Procédure devant la Cour :
Par une requête et un mémoire enregistrés les 16 juillet 2018 et 30 janvier 2019, Mme C..., représentée par le Cabinet Arsene Taxand, demande à la Cour :
1°) d'annuler ce jugement n° 1610275/1-1 du 16 mai 2018 du Tribunal administratif de Paris ;
2°) de prononcer la décharge des droits, intérêts et pénalités non encore acquittés et la restitution des droits déjà versés, pour un total cumulé de 7 039 940 euros au titre des années 2004, 2005 et 2006 en raison du caractère erroné des montants indument portés en revenus dans les déclarations afférentes à ces années, à titre subsidiaire, la décharge des suppléments
d'imposition, intérêts et pénalités y afférentes non encore acquittés et la restitution des droits versés, " pour la fraction excédant les montants reconstitués sur le fondement des revenus effectivement encaissés au titre de la période en litige, soit un total de droits en principal
de 5 053 022 euros, majorés des pénalités et intérêts de retard " ;
3°) de condamner l'Etat au versement des intérêts moratoires ;
4°) de mettre à la charge de l'Etat le versement d'une somme de 5 000 euros sur le fondement de l'article L. 761-1 du code de justice administrative.
Elle soutient que :
- c'est à tort et à la suite d'une erreur qu'ont été déclarés des bénéficies non commerciaux au titre des années 2004 à 2006 et il lui est possible, en vertu des dispositions des articles R.196-1 et R.196-3 du livre des procédures fiscales, de revenir sur ces déclarations ;
- les revenus déclarés correspondaient à des dépenses de train de vie qui, à les supposer avérées, ce qui n'est pas le cas, ne constituent pas des revenus imposables ; l'analyse faite à sa demande par un cabinet comptable montre le mal fondé des impositions et à tout le moins leur exagération, ainsi que le rattachement d'une partie des crédits bancaires à la catégorie des revenus de capitaux mobiliers.
Par un mémoire en défense enregistré le 13 décembre 2018, le ministre de l'action et des comptes publics conclut au rejet de la requête.
Il soutient que :
- le litige s'élève à la somme de 7 039 940 euros et non 7 048 754 euros indiqués par la requérante.
- aucun des moyens de la requête n'est fondé.
Par ordonnance du 19 décembre 2018, la clôture d'instruction a été fixée
au 31 janvier 2019.
Vu les autres pièces du dossier.
Vu :
- le code général des impôts et le livre des procédures fiscales ;
- le code de justice administrative.
Les parties ont été régulièrement averties du jour de l'audience.
Ont été entendus au cours de l'audience publique :
- le rapport de Mme Appèche,
- les conclusions de M. Cheylan, rapporteur public,
- et les observations de Me Guilland, avocat de Mme C....

Lignes de données |
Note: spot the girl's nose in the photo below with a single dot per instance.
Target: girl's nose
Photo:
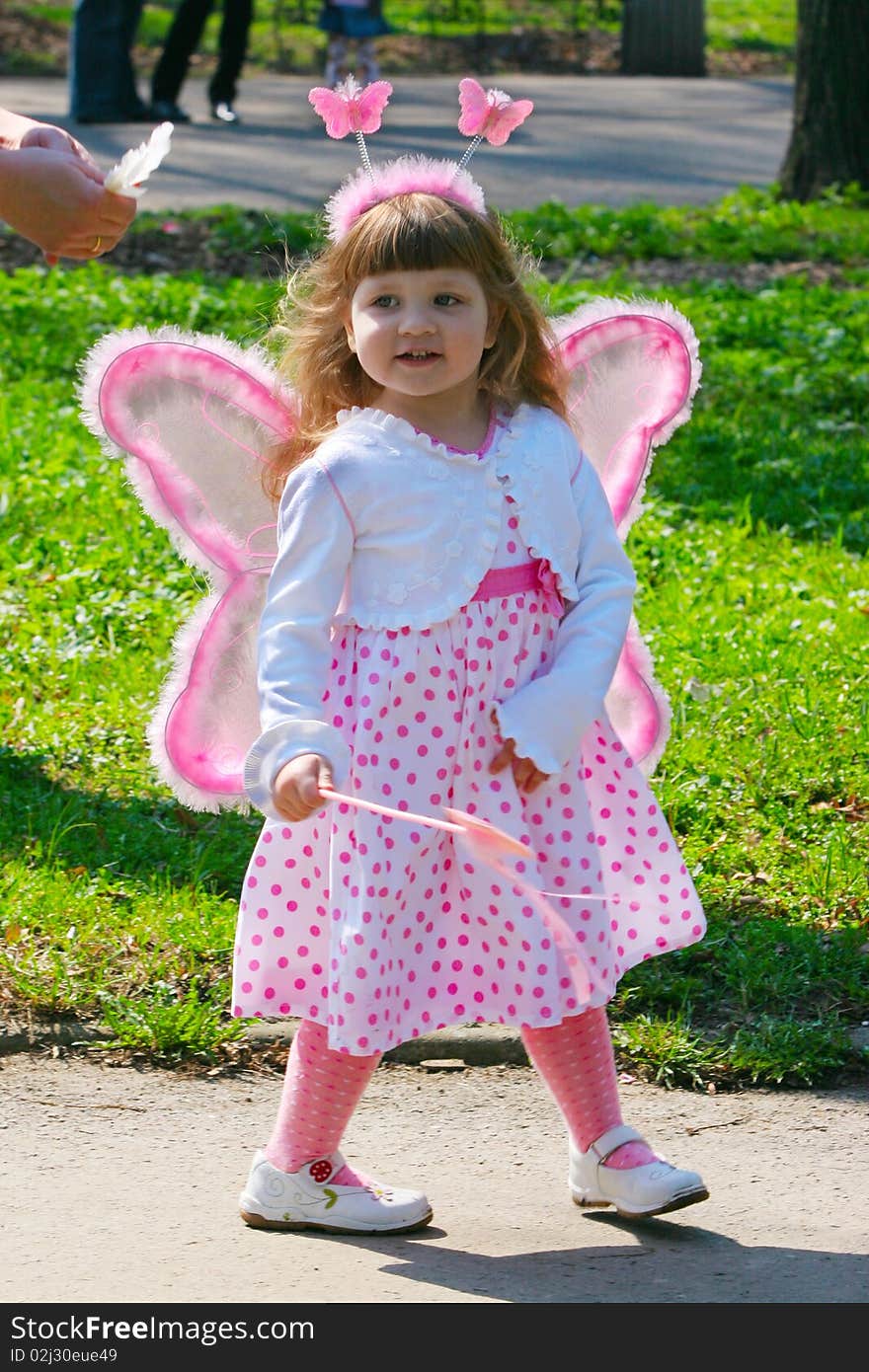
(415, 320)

---

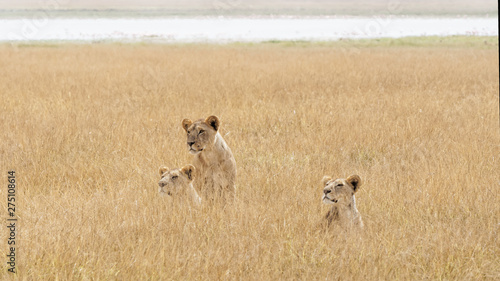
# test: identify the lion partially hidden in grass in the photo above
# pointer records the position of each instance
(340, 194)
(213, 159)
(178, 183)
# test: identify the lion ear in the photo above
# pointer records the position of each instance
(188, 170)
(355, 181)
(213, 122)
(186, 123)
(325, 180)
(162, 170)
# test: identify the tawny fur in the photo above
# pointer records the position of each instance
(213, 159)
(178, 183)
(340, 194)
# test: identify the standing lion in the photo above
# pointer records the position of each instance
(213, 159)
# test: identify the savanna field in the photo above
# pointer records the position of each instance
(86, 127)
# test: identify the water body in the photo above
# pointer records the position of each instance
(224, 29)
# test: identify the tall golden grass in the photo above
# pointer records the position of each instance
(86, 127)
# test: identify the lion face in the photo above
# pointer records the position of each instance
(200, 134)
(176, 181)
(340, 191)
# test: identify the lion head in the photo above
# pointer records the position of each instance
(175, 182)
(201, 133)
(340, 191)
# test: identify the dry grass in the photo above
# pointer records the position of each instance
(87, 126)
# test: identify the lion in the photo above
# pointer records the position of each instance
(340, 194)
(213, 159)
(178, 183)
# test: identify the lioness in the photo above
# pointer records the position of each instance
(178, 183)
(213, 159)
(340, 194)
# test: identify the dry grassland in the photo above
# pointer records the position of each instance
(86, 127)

---

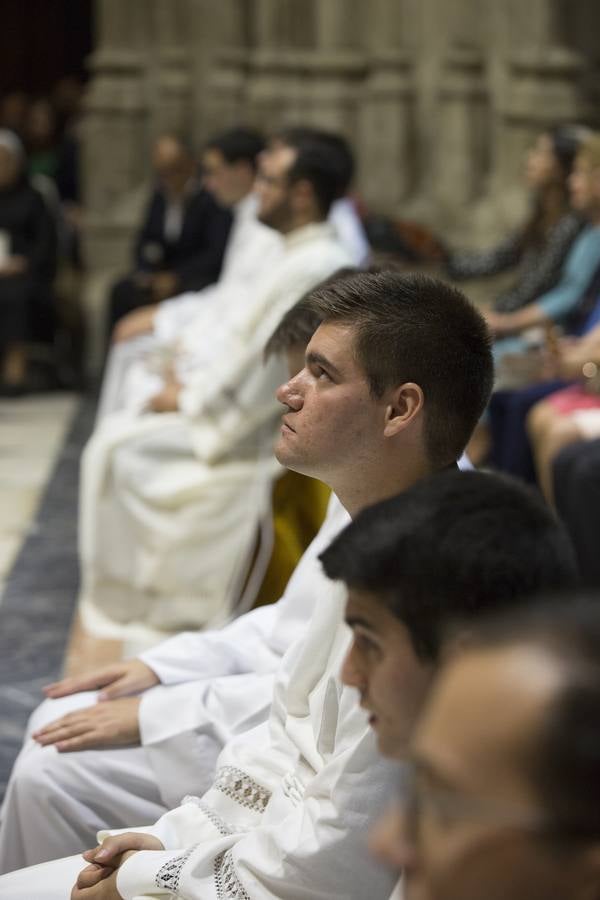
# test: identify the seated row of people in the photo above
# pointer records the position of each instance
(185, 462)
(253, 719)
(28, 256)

Exercice proposé 1 | D'après l'extrait source, indiquez si chacune des affirmations suivantes est exacte en répondant par oui ou par non et en citant les mots décisifs du texte : (a) Mme C... est représentée par le Cabinet Arsene Taxand ; (b) selon le ministre, le litige s'élève à 7 048 754 euros ; (c) la clôture d'instruction a été fixée au 13 décembre 2018.
Exercice proposé 2 | Dans l'extrait source, quelle somme Mme C... demande-t-elle de mettre à la charge de l'État sur le fondement de l'article L. 761-1 du code de justice administrative ?
Exercice proposé 3 | Poursuivez l'extrait source sur la procédure devant la Cour à partir de sa dernière phrase.

Réponse attendue 1 |
(a) Oui : « Mme C..., représentée par le Cabinet Arsene Taxand ».
(b) Non : « le litige s'élève à la somme de 7 039 940 euros et non 7 048 754 euros indiqués par la requérante ».
(c) Non : « la clôture d'instruction a été fixée au 31 janvier 2019 ».

Réponse attendue 2 | Une somme de 5 000 euros.

Réponse attendue 3 |
Considérant ce qui suit :
1. Les époux D...ont été assujettis au titre des années 2004, 2005 et 2006 à des cotisations d'impôt sur le revenu établies conformément aux déclarations rectificatives déposées pour leur compte, s'agissant des deux premières années, et à la déclaration initiale également déposée pour leur compte, s'agissant de la troisième année. Les compléments d'impositions primitives afférents aux années 2004 et 2005 ont été mis en recouvrement par rôle du
30 avril 2007, et l'imposition primitive de l'année 2006, par rôle du 31 juillet 2007, pour des montants de 1 352 644 euros, 1 574 991 euros et 2 541 110 euros soit un total de
5 467 745 euros. Postérieurement au décès, en févier 2008, de M. A... D..., une réclamation portant sur ces impositions et à laquelle l'administration n'a pas répondu, a été introduite le 27 février 2009 par sa veuve, Mme C...et ses enfants Diane et Alec, en leur qualité d'héritiers.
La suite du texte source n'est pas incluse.